> [What the task requires]
Carry over every line, starting with the one that contains "Task | locate the bare" and going on through the end of the records, and add 95 to each x and y coordinate as you go.

# # # # #

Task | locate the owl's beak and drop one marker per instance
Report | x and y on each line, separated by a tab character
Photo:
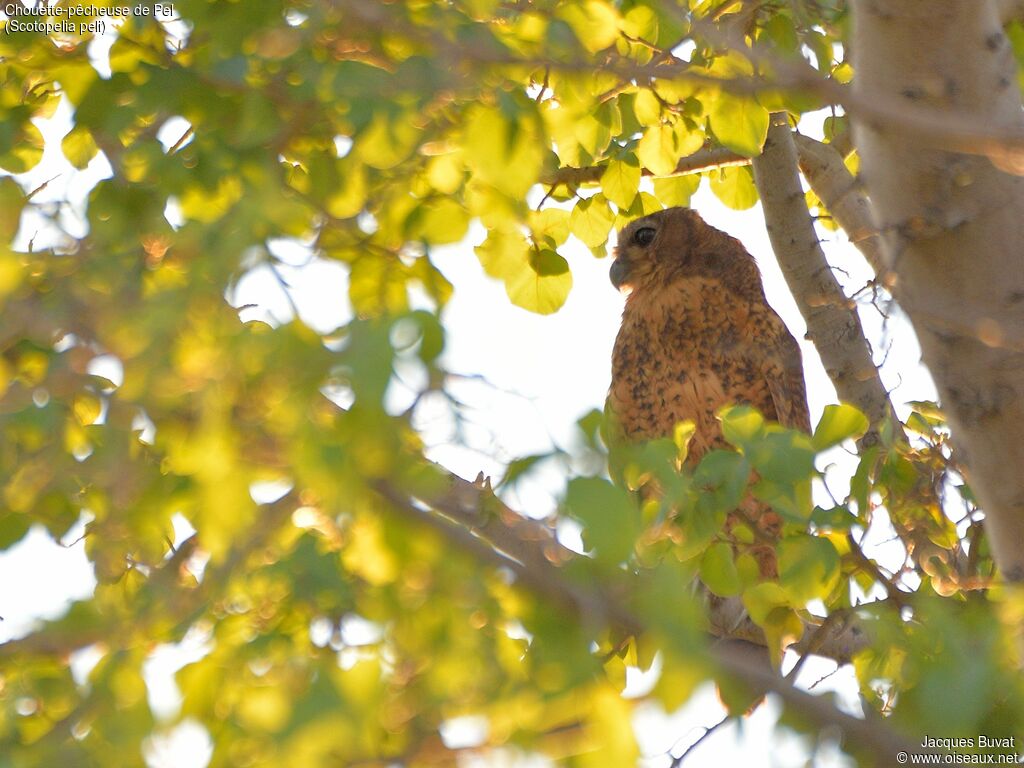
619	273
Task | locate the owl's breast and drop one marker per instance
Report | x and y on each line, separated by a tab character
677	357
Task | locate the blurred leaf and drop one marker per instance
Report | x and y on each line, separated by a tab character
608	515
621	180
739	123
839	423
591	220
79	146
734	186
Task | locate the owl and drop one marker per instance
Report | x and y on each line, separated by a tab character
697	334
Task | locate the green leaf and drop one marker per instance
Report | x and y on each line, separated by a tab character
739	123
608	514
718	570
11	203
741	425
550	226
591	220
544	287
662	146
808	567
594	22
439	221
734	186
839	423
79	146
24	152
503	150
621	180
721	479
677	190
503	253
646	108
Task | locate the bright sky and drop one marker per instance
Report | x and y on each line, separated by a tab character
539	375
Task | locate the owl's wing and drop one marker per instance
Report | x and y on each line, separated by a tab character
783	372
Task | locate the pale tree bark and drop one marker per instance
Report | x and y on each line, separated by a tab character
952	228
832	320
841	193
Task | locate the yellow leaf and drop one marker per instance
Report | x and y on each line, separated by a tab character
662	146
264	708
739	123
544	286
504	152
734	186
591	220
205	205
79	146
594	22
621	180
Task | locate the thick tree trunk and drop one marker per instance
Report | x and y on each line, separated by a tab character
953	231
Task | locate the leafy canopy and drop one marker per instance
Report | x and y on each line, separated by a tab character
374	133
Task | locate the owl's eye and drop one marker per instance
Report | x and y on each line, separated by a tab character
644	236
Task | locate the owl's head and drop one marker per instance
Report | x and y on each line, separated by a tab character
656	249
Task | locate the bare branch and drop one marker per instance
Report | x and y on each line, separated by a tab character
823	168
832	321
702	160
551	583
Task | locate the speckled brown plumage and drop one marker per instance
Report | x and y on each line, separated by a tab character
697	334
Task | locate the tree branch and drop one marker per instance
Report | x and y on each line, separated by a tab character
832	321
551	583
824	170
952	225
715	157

# # # # #

> [Completed exercise]
Task | locate the bare branch and drop one marker per instance
Report | x and y on each line, separated by a tab character
918	263
927	416
797	255
646	678
Task | locate the speckled brown plumage and drop one marker per instance
Report | x and y on each line, separated by a tab character
792	429
Task | locate the tree branch and drop one marker per instance
Report | x and y on each line, separated by a tab character
927	416
646	678
919	265
1047	320
810	252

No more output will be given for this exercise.